_What you need to do_. The lines from the start of the records through the one containing "negative clicks: (447, 262)" are to be restated word for word; please include both ends.

(Saved data entries)
++++++

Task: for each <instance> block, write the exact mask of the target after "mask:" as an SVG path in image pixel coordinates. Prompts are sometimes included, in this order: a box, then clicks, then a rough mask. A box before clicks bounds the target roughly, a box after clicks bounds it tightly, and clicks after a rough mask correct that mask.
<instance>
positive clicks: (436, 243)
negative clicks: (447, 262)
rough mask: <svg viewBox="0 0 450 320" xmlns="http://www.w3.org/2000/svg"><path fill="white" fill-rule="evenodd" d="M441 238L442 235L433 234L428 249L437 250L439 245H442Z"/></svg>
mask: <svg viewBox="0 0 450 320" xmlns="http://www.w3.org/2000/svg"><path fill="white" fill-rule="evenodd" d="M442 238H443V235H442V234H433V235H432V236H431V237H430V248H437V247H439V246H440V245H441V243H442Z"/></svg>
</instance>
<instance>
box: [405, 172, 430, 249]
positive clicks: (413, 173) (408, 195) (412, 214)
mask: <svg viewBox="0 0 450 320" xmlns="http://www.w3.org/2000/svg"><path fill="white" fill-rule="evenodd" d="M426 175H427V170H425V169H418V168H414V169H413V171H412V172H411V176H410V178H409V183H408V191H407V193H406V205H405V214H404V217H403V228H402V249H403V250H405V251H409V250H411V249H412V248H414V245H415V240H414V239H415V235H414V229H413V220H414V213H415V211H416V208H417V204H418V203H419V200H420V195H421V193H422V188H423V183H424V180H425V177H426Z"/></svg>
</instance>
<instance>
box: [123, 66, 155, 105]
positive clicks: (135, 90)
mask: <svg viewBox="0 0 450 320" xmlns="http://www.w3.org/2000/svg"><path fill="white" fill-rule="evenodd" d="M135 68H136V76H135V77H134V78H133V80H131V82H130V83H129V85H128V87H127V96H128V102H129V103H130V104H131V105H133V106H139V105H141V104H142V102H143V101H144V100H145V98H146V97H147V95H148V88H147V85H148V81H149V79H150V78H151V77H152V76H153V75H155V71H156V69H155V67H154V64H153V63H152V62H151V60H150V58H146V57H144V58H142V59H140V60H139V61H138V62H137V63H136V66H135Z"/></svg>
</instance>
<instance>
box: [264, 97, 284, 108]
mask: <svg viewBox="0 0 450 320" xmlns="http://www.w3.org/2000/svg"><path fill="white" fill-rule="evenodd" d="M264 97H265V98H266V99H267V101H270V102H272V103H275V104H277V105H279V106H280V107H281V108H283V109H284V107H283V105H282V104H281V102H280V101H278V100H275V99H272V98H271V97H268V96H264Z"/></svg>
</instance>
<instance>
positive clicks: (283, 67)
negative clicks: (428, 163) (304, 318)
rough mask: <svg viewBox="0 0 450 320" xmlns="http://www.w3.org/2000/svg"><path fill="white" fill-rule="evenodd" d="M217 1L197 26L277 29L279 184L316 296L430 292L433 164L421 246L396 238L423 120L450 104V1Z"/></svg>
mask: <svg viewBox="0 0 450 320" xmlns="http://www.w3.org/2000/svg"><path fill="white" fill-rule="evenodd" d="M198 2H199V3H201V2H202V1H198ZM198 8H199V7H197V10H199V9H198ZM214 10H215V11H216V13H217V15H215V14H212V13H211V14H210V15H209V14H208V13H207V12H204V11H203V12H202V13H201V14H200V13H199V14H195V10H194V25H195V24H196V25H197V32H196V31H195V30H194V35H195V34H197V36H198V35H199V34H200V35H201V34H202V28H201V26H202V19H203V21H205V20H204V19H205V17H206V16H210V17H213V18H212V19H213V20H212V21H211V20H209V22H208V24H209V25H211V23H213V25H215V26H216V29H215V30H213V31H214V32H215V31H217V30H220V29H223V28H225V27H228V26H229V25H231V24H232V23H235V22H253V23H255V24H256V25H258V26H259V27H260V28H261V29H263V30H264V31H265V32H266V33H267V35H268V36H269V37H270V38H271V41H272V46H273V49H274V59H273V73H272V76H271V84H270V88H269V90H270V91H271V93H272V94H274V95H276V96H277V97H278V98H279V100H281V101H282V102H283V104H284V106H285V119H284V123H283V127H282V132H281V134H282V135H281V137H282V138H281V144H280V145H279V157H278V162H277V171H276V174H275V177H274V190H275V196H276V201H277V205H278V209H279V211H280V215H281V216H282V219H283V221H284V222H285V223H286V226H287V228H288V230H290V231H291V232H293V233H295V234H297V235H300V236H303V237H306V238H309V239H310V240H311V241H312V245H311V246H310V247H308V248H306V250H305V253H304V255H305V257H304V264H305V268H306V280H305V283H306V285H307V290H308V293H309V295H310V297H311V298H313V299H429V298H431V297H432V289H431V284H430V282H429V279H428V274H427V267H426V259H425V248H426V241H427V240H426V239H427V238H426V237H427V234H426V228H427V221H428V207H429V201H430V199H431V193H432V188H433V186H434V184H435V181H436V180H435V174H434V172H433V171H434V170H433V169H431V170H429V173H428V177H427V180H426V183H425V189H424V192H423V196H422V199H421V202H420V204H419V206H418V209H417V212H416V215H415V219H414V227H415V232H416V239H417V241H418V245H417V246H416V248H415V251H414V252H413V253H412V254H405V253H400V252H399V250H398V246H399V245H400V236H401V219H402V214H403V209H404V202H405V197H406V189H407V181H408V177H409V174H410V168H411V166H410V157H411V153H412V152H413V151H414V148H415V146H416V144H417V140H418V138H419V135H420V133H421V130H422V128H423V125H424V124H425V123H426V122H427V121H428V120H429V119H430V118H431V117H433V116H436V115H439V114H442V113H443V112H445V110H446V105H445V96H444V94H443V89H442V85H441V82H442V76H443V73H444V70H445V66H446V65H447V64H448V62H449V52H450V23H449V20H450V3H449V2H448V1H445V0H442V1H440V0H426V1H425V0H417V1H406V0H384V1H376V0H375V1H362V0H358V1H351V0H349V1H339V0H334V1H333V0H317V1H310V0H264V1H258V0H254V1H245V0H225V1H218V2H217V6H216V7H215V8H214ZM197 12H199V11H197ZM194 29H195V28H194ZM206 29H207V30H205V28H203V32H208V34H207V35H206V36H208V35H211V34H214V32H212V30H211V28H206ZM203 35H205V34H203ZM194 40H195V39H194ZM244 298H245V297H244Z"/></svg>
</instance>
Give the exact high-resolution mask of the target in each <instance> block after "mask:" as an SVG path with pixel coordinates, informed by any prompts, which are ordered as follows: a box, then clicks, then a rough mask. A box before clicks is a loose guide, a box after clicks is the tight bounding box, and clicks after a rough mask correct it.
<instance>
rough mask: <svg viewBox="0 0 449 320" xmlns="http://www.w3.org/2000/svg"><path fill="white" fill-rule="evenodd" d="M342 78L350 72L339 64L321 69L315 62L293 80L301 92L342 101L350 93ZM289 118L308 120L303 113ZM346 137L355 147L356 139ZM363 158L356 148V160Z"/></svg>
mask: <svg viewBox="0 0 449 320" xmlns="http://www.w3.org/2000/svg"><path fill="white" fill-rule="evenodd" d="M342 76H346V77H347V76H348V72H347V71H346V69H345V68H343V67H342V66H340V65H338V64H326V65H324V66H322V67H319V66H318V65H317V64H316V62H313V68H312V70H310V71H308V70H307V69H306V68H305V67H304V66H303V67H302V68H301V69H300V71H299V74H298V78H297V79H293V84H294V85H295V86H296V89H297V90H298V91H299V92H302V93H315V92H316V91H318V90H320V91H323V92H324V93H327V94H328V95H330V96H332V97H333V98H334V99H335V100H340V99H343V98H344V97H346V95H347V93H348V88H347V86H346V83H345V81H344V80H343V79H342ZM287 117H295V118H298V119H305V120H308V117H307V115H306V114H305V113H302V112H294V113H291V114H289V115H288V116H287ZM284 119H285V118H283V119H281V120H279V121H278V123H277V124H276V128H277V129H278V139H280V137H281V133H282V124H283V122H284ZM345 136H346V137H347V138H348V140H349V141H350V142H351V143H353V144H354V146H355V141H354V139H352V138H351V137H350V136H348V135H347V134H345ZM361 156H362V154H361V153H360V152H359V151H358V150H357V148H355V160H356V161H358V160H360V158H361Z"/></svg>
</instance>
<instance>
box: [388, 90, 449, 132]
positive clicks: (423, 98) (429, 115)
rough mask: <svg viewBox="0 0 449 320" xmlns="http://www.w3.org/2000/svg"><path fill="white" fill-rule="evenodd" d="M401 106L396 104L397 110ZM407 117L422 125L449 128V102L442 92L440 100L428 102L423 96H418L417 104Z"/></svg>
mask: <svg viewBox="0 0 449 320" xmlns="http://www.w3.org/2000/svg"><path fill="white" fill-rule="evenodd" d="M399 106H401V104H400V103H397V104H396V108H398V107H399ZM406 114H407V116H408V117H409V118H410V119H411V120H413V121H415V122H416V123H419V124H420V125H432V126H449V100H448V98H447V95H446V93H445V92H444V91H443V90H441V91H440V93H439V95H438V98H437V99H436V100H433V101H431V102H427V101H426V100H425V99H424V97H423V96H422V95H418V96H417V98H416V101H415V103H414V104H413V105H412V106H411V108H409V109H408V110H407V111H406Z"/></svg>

++++++

_Output of the task_.
Task: for each <instance> block, write the exact mask of the target after "mask:" as an SVG path in image pixel coordinates. Prompts are sometimes included, in this order: a box, then clicks, then a rough mask. A box before clicks bounds the target roughly, a box after clicks bounds it tightly, and clicks after a rough mask correct that mask.
<instance>
positive clicks: (436, 243)
negative clicks: (447, 262)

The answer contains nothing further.